● Task objective
Rewrite every row below, swapping each "single pin" for "single dot" and keeping everything else the same.

Coordinate annotation rows

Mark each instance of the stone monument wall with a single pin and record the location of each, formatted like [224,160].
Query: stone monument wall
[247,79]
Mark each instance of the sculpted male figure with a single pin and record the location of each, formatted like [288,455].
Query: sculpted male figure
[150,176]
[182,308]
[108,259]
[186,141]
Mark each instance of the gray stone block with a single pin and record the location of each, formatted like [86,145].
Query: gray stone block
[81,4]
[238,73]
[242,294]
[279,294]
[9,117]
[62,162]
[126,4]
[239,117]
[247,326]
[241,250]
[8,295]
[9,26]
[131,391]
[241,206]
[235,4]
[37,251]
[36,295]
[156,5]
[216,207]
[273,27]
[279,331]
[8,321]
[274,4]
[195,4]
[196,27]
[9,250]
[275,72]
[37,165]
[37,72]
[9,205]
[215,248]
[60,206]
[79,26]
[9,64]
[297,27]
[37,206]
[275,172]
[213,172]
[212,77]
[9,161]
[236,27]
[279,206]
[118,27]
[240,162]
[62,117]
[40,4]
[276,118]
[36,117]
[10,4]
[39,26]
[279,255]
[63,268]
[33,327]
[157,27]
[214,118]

● Complete response
Mark each instance of the stone monument wall with a single dot and record the location of each, formatted like [224,160].
Query: stone monument wall
[247,79]
Mark each instance of the sculpted male figure with a single dot and record the location of each, formatted like [288,455].
Query: sculpted male figure
[150,176]
[182,308]
[108,259]
[186,141]
Mark each instance of the gray stone block with a single dot and record the location of each, formatted like [86,145].
Query: gray stone block
[81,4]
[238,73]
[242,294]
[279,294]
[9,117]
[62,162]
[126,4]
[239,117]
[247,326]
[241,250]
[8,295]
[9,26]
[131,391]
[241,206]
[235,4]
[37,251]
[36,295]
[156,5]
[216,207]
[273,27]
[279,331]
[8,321]
[274,4]
[195,4]
[196,27]
[9,250]
[275,72]
[37,165]
[37,72]
[9,205]
[215,248]
[60,206]
[79,26]
[9,64]
[297,27]
[37,206]
[275,172]
[213,172]
[212,77]
[9,161]
[236,27]
[279,206]
[118,27]
[240,162]
[62,117]
[40,4]
[276,118]
[36,117]
[10,4]
[39,26]
[279,255]
[63,268]
[33,327]
[157,27]
[214,118]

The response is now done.